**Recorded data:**
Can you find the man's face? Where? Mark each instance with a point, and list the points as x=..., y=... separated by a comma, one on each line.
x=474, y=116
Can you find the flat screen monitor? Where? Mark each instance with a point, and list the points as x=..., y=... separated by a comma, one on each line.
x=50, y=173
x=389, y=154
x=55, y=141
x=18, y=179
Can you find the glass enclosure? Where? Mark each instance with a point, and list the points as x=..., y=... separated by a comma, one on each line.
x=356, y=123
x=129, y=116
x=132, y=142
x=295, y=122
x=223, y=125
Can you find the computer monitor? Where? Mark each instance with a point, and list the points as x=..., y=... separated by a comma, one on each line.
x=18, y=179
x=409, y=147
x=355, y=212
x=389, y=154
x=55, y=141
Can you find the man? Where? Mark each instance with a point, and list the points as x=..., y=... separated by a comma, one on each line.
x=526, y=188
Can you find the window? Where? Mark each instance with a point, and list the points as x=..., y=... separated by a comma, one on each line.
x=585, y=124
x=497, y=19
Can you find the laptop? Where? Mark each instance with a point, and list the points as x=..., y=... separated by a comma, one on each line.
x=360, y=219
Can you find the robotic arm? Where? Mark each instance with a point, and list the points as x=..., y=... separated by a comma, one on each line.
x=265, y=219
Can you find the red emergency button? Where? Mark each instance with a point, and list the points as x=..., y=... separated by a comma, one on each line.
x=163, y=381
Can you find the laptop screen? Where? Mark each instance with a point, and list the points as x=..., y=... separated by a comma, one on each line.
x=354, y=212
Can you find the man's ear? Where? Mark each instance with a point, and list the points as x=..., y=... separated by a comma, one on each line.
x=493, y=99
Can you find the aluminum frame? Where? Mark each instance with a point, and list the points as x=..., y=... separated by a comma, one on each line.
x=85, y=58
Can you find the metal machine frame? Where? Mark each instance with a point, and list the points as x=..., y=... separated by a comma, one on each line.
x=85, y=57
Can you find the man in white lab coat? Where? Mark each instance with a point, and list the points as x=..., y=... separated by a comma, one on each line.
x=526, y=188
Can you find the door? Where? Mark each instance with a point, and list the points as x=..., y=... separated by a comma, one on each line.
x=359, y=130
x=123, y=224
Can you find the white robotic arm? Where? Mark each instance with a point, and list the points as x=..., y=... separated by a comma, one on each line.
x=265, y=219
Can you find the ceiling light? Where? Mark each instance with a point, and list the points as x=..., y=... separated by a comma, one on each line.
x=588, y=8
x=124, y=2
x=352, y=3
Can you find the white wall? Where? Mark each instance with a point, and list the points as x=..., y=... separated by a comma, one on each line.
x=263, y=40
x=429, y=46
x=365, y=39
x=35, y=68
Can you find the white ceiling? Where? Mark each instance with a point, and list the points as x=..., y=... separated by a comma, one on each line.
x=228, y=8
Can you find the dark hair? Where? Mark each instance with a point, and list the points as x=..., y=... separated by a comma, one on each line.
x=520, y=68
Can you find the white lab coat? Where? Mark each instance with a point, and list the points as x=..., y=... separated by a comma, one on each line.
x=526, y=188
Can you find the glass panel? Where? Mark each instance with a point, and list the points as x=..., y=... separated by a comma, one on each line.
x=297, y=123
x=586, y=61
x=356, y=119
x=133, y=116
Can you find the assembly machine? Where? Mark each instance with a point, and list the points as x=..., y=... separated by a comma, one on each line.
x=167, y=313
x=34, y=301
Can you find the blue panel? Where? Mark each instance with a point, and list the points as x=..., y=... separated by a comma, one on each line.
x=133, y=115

**Instructions to follow:** The records above must be repeated exactly, every one of them.

**Answer section:**
Can you find the man's face? Where? Mark each instance with a point, and list the points as x=..., y=... separated by a comma, one on each line.
x=474, y=116
Can you find the flat screen monitor? Where? Mark each instance with a point, and list the points as x=..., y=... separated by a comma, one on each line.
x=50, y=173
x=389, y=154
x=55, y=141
x=18, y=179
Can you find the glass enclosure? Where? Mark each instance with a point, and list the points as x=..., y=... separated by a comma, one on each line.
x=356, y=123
x=129, y=116
x=132, y=142
x=295, y=122
x=223, y=125
Can you find the computer monitor? Where? Mark each instance with a point, and list the points as x=..., y=... separated by a comma, one on each line.
x=18, y=179
x=409, y=147
x=355, y=212
x=389, y=154
x=55, y=141
Can you find the man? Where? Mark each instance with a point, and list the points as x=..., y=... separated by a comma, one on each line.
x=526, y=188
Can you find the window? Where? Mark each instance with a point, and list the points as x=..., y=... separated by a comma, one on each line.
x=585, y=124
x=497, y=19
Can you find the laptop? Where? Mark each instance with a point, and list the points as x=..., y=... separated by a comma, one on each line.
x=360, y=219
Can you find the robotic arm? Where? Mark each instance with a point, and list the points as x=..., y=... separated by a comma, one on each line.
x=265, y=219
Can you find the red emergency button? Where? Mark each instance with a point, and list the points as x=..., y=... separated by a comma, one on each line.
x=163, y=381
Can you find the laptop screen? Where? Mark each instance with a point, and list the points as x=..., y=... separated by a comma, one on each line.
x=354, y=212
Can you find the man's ear? Where? Mark each instance with a point, and list the points as x=..., y=... separated by a comma, one on each line.
x=493, y=99
Can you find the aluminum frame? Where? Mark each instance with a point, and list the points as x=..., y=... separated by a comma, one on each line.
x=85, y=58
Can you find the metal machine frame? Where? Mark each instance with a point, and list the points as x=..., y=... separated by a comma, one on each line.
x=85, y=57
Can you find the man in white lab coat? Where? Mark each instance with a point, and list the points as x=..., y=... separated by a comma, one on each line.
x=526, y=188
Can you find the door? Where? Mark each instance with a point, and list the points as x=..., y=... separated by a comma, one on each line.
x=359, y=130
x=123, y=224
Can you find the white robotic arm? Where? Mark each instance with a point, and list the points as x=..., y=... separated by a comma, one on each line.
x=265, y=219
Can you find the ceiling light? Where? Mark each instance with a point, and list the points as x=..., y=... separated by a comma, one on each line.
x=588, y=8
x=124, y=2
x=352, y=3
Can you find the white wall? Where? Mark each instance with a point, and list the points as x=..., y=... separated by a comma, one on each line.
x=263, y=40
x=429, y=46
x=365, y=39
x=35, y=68
Can you find the white ceiling? Where? Mark each instance with a point, and list the points as x=..., y=... separated by a comma, one on each line.
x=228, y=8
Can you find the dark hair? Where? Mark each instance with a point, and list the points as x=..., y=... separated by a comma, one on each line.
x=520, y=68
Can you find the white lab coat? Where? Mark each instance with a point, and list the points as x=..., y=... separated by a comma, one on each line.
x=526, y=188
Can you find the glass panel? Where? Mark each instance with a point, and list the points as x=..., y=... separated by a comma, one on each line.
x=297, y=123
x=586, y=61
x=356, y=119
x=133, y=116
Can you find the assembly machine? Where? Mark each instance with a point, and list the points as x=..., y=... separated by a comma, one on each line.
x=167, y=313
x=34, y=301
Can you find the blue panel? Where? Mark each instance with a point, and list the points as x=..., y=... separated by a comma, one on each line.
x=133, y=115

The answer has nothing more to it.